(Saved entries)

"""

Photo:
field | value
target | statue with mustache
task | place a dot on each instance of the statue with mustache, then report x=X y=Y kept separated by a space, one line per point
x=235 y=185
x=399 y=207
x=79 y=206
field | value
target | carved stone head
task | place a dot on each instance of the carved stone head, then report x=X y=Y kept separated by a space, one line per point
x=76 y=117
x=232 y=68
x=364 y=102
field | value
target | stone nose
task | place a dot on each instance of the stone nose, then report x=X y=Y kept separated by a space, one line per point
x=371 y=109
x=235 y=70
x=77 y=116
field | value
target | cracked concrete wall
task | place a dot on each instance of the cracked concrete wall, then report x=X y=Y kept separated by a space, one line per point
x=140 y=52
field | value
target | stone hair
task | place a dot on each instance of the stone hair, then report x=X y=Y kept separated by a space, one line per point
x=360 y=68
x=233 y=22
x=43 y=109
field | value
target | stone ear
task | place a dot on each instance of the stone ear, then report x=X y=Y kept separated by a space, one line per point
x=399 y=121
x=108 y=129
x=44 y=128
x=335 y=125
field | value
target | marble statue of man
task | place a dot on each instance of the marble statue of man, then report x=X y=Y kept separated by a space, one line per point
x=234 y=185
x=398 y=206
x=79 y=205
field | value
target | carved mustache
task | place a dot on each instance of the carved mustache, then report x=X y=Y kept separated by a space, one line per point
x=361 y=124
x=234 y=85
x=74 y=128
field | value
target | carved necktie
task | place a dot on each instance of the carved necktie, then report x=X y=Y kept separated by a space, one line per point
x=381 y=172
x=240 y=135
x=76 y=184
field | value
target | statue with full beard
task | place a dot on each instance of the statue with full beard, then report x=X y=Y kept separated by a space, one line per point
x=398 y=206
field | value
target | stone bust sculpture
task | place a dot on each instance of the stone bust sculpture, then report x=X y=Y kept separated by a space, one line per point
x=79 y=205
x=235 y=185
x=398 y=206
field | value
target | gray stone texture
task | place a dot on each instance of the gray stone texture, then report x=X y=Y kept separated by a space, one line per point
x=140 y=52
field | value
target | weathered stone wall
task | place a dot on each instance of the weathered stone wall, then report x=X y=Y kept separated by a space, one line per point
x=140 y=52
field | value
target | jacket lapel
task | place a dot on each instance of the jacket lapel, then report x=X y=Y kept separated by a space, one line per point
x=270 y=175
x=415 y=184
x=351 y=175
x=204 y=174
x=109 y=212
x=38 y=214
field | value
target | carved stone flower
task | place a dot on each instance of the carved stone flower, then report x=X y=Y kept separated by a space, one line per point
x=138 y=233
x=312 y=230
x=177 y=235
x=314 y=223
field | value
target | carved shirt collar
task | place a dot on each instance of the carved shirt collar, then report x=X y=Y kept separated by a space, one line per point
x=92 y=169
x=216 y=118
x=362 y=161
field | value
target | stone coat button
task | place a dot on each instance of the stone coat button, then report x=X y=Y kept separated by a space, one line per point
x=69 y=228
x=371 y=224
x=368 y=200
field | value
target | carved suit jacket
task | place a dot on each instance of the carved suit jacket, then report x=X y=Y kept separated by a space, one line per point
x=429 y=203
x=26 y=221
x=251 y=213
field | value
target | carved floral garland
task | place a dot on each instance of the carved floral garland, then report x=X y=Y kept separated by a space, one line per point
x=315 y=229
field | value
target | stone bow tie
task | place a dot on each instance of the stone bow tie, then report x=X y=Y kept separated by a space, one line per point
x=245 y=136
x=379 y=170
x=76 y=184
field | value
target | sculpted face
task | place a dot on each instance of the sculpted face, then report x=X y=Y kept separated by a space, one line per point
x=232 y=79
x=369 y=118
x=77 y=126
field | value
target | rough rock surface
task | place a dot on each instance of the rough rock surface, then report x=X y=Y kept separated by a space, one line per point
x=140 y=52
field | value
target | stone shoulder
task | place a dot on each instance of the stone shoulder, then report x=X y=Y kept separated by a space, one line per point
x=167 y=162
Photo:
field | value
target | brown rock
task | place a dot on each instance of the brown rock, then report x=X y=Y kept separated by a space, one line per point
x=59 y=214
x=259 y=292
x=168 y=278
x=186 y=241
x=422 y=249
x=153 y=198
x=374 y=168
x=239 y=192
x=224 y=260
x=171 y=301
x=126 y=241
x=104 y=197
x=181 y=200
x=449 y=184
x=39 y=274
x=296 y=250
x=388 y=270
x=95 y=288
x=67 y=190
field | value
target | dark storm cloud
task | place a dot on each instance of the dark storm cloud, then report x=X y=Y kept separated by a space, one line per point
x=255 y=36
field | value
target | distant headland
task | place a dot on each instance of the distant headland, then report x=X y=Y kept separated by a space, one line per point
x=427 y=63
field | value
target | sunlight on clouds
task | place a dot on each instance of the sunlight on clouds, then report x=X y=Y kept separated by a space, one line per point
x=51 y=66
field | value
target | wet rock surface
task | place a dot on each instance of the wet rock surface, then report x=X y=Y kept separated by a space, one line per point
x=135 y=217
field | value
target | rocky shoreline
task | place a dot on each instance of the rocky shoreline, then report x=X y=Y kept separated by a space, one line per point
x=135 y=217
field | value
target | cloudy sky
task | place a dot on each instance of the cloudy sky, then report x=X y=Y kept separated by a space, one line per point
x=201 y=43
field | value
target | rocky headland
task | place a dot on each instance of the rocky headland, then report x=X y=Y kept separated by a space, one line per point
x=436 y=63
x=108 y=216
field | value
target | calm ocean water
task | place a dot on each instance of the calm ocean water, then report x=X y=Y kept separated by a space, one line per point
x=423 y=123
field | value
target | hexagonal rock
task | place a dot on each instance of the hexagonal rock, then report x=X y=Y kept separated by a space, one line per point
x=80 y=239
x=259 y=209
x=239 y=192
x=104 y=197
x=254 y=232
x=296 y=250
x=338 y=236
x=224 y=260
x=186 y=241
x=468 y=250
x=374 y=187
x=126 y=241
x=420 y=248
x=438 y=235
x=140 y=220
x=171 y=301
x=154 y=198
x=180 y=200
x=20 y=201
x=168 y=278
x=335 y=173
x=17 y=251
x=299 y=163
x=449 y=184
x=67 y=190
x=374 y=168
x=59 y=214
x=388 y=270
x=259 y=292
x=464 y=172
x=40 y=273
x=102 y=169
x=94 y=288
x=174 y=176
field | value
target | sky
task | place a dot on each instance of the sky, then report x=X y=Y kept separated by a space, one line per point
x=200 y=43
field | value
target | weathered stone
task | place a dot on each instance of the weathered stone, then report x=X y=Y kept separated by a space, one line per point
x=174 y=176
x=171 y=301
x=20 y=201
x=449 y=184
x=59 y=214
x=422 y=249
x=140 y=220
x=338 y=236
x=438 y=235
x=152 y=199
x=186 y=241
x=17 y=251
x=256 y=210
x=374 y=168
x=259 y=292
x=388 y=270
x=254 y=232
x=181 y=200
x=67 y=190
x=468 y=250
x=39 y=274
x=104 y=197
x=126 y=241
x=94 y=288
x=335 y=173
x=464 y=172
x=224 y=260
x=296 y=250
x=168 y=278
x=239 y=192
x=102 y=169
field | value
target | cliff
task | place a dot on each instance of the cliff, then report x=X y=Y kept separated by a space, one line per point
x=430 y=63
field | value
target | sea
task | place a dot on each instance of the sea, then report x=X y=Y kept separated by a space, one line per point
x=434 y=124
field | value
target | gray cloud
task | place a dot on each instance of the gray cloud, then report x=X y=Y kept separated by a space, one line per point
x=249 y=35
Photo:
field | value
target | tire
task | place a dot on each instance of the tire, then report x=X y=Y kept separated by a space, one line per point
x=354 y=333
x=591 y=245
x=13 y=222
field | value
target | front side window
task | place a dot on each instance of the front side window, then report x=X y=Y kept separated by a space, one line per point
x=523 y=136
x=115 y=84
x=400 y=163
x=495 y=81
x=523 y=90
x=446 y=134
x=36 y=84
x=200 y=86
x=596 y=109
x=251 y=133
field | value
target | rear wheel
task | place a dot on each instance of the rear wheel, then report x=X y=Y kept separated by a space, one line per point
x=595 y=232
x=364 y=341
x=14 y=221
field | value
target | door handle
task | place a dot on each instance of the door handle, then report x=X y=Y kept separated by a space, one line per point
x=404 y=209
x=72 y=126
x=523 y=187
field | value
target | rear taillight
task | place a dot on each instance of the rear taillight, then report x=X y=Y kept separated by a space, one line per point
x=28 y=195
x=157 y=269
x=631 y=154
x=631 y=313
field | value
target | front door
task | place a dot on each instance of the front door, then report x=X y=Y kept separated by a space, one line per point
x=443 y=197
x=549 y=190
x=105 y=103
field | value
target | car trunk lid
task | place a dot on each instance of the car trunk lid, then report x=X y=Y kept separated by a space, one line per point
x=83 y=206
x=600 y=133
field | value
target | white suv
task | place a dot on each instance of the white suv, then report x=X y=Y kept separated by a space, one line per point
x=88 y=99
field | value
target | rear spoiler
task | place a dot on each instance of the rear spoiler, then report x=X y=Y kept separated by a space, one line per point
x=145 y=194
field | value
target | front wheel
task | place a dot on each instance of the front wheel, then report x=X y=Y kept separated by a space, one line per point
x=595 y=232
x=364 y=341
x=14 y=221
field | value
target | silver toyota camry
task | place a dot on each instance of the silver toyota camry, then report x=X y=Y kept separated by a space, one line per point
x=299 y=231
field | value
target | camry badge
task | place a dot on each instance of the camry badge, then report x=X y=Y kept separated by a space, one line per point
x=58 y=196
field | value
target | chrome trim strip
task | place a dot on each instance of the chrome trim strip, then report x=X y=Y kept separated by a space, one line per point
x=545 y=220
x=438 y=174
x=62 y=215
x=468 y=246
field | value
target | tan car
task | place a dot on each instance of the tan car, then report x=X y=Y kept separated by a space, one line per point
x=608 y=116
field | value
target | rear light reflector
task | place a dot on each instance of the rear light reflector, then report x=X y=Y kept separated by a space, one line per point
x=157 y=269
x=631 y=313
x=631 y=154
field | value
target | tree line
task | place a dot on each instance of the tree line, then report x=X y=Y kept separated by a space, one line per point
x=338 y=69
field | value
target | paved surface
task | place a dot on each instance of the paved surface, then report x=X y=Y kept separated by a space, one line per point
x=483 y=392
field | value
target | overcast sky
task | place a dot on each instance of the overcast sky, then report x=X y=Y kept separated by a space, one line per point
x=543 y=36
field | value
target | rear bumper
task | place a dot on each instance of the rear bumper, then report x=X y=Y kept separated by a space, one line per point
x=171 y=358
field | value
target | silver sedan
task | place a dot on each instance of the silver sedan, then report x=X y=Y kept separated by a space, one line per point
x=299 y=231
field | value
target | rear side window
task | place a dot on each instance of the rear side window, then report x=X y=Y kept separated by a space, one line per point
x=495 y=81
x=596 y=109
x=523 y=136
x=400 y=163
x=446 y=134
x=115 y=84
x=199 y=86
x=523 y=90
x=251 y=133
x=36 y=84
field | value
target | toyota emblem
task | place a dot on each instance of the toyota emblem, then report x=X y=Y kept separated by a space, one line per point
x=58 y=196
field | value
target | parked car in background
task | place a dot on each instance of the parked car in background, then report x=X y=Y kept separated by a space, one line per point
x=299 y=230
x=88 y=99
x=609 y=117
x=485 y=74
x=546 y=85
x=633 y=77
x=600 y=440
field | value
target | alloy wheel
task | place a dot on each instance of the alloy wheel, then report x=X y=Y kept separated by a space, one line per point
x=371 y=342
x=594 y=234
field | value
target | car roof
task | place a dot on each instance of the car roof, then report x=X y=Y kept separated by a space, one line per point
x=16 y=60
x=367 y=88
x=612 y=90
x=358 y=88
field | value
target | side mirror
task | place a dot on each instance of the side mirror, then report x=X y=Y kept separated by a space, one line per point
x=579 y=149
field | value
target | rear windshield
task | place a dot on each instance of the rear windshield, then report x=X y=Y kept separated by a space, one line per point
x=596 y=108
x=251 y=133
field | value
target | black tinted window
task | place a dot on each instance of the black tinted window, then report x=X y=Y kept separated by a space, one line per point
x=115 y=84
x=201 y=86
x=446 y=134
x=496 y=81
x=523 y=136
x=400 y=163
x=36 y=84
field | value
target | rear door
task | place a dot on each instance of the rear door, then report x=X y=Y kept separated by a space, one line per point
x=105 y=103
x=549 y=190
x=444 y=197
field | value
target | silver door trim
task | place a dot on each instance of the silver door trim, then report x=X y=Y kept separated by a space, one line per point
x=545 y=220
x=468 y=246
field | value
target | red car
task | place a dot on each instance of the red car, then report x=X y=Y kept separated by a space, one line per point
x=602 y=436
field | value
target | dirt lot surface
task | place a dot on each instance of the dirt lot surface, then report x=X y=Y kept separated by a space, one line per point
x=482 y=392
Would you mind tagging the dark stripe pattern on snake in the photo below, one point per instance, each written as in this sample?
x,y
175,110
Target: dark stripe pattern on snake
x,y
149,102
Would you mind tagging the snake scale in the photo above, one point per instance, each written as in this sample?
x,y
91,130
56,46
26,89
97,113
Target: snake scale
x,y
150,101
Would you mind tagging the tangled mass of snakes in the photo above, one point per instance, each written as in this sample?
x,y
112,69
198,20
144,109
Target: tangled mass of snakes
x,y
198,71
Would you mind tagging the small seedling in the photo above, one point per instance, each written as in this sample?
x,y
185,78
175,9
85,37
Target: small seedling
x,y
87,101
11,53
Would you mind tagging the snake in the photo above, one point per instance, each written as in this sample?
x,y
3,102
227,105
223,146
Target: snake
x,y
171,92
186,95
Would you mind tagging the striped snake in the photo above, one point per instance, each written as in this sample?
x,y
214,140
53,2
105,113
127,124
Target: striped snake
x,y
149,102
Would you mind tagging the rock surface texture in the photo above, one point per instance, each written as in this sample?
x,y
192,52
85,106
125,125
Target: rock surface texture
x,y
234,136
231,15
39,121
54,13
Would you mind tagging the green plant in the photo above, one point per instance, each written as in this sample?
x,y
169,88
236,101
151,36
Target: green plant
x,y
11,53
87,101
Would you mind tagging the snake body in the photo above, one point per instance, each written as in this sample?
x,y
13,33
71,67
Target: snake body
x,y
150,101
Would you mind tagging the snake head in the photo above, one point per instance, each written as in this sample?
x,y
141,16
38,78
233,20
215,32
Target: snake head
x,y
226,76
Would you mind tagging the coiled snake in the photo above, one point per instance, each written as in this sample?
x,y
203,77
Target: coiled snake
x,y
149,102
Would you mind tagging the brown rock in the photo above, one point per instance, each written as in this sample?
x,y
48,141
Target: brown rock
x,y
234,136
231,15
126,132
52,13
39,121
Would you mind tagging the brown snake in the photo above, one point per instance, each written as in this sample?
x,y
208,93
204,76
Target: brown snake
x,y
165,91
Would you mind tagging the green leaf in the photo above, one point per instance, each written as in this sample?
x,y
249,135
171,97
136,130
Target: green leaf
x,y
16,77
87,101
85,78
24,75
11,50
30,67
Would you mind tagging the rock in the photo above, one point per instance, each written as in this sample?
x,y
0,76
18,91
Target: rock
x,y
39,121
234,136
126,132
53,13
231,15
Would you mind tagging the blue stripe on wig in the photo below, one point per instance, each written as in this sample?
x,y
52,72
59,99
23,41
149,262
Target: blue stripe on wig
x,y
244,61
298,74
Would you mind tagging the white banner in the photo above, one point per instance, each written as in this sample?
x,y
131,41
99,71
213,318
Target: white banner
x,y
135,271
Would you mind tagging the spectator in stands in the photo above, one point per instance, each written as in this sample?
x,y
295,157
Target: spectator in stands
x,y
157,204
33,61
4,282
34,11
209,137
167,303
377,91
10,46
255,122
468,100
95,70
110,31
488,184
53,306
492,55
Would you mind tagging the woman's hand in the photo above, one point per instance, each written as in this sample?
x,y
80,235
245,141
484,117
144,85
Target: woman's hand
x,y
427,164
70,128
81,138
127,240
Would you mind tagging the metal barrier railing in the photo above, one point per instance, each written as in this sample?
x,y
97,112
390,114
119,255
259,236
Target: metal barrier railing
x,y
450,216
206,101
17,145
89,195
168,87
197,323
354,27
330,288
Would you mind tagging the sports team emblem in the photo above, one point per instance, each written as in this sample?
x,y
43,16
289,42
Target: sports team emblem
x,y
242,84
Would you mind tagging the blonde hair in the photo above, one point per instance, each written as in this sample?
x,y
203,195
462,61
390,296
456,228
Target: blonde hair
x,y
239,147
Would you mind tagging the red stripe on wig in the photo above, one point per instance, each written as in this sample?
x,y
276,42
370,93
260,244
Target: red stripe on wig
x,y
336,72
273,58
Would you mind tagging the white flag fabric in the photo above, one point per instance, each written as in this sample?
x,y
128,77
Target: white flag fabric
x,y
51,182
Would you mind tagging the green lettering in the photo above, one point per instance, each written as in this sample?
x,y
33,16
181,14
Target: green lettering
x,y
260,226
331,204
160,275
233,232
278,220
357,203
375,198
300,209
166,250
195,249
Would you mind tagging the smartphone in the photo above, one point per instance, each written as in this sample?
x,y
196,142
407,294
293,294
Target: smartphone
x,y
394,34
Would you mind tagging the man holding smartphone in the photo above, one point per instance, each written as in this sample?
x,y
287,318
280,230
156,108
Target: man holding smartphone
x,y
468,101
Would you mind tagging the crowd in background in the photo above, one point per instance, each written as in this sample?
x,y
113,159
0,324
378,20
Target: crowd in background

"""

**Directions:** For the entries above, transcribe precisely the lines from the one with "Would you mind tagging the smartphone" through the end, including both.

**Result:**
Would you mind tagging the smartphone in the photo above, one point per instance, each written as in this sample?
x,y
196,142
407,294
293,294
Target: smartphone
x,y
394,34
Would you mind tagging the man holding smartphone in the photo above, one point per instance, each written as in this sample?
x,y
287,318
280,230
156,108
Target: man holding smartphone
x,y
468,101
Would you mind tagging the crowd in background in the photo above, one point per instance, each written as in this sample?
x,y
113,159
0,324
378,20
Target: crowd in background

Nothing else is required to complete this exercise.